[DOCUMENT EXCERPT]
════════════════
Search code examples
pythonrandompython-multiprocessing

Multiprocessing, pooling and randomness


I am experiencing a strange thing: I wrote a program to simulate economies. Instead of running this simulation one by one on one CPU core, I want to use multiprocessing to make things faster. So I run my code (fine), and I want to get some stats from the simulations I am doing. Then arises one surprise: all the simulations done at the same time yield the very same result! Is there some strange relationship between Pool() and random.seed()?

To be much clearer, here is what the code can be summarized as:

class Economy(object):
    def __init__(self,i):
        self.run_number = i
        self.Statistics = Statistics()
        self.process()

def run_and_return(i):
    eco = Economy(i)
    return eco

collection = []
def get_result(x):
    collection.append(x)

if __name__ == '__main__':
    pool = Pool(processes=4)
    for i in range(NRUN):
        pool.apply_async(run_and_return, (i,), callback=get_result)
    pool.close()
    pool.join()

The process(i) is the function that goes through every step of the simulation, during i steps. Basically I simulate NRUN Economies, from which I get the Statistics that I put in the list collection.

Now the strange thing is that the output of this is exactly the same for the first 4 runs: during the same "wave" of simulations, I get the very same output. Once I get to the second wave, then I get a different output for the next 4 simulations!

All these simulations run well if I use the same program with processes=1: I get different results when I only work on one core, taking simulations one by one... I have tried a few things, but can't get my head around this, hence my post...

Thank you very much for taking the time to read this long post, do not hesitate to ask for more precisions!
════════════════
[DATA FOR PROCESSING]
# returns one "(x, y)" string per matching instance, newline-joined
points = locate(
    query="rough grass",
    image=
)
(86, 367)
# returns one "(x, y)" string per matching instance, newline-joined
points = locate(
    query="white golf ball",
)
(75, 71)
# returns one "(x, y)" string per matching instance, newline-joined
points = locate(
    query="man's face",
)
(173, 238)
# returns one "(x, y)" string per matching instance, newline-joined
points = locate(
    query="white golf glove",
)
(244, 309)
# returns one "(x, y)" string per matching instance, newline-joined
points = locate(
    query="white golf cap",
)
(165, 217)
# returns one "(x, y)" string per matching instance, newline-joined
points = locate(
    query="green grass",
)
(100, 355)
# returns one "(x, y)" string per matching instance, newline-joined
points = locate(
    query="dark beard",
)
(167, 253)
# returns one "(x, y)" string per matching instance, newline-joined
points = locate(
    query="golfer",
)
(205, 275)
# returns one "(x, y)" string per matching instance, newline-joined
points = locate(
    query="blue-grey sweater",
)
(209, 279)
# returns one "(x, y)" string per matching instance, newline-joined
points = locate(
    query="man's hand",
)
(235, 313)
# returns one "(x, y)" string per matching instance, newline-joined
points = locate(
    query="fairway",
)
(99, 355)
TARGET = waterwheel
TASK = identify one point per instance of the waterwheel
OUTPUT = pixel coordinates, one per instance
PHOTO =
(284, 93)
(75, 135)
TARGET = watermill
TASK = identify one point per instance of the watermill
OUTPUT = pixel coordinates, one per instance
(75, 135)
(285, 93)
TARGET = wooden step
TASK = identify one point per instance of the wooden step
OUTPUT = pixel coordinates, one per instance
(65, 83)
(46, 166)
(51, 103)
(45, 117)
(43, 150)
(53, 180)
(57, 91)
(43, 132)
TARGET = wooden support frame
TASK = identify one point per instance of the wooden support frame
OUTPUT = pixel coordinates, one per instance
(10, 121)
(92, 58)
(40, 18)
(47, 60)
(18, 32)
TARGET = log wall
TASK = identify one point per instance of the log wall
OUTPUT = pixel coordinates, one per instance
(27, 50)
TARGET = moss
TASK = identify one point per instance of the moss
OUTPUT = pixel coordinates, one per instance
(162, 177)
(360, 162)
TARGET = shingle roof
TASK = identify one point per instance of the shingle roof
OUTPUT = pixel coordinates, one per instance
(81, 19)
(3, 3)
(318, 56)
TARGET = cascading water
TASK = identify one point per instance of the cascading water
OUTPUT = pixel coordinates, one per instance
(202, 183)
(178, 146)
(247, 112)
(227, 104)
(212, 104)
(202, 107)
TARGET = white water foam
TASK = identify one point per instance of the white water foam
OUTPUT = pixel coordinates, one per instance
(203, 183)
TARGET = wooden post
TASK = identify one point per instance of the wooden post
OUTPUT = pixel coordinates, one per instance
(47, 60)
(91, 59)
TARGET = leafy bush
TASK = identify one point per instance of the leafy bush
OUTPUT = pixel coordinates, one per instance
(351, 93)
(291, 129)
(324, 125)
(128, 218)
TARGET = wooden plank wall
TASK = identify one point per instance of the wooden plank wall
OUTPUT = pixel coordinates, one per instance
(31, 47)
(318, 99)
════════════════
[WHAT YOU WILL DO]
a) Lay out the records from the line containing "TARGET = leafy bush" through the end of the records, both ends included, as a Markdown table with the columns Row and Line, leaving out any blank lines.
b) Go on with the forum post about multiprocessing pools and randomness, picking up right after its last sentence.
The records have nothing to do with the forum post.

[TASK-BY-TASK OUTPUTS]
a)
| Row | Line |
|---|---|
| 1 | TARGET = leafy bush |
| 2 | TASK = identify one point per instance of the leafy bush |
| 3 | OUTPUT = pixel coordinates, one per instance |
| 4 | (351, 93) |
| 5 | (291, 129) |
| 6 | (324, 125) |
| 7 | (128, 218) |
| 8 | TARGET = wooden plank wall |
| 9 | TASK = identify one point per instance of the wooden plank wall |
| 10 | OUTPUT = pixel coordinates, one per instance |
| 11 | (31, 47) |
| 12 | (318, 99) |

b)
All the best,


Solution

  • If you are on Linux then each pool process is made by forking the parent process. This means the process is literally duplicated - this includes the seed any random object may be using.

    The random module selects the seed for its default functions on import. Meaning the seed has already been selected before you create the Pool.

    To get around this you must use an initialiser for each pool process that sets the random seed to something unique.

    A decent way to seed random would be to use the process id and the current time. The process id is bound to be unique on a single run of your program. Whilst using the time will ensure uniqueness over multiple runs in case the same process id is produced. Passing process id and time through as a string will mean that the digest of the string is also used to seed the random number generator -- meaning two similar strings will produce substantially different seeds. Alternatively, you could use the uuid module to generate seeds.

    def proc_init():
        random.seed(str(os.getpid()) + str(time.time()))
    
    pool = Pool(num_procs, initializer=proc_init)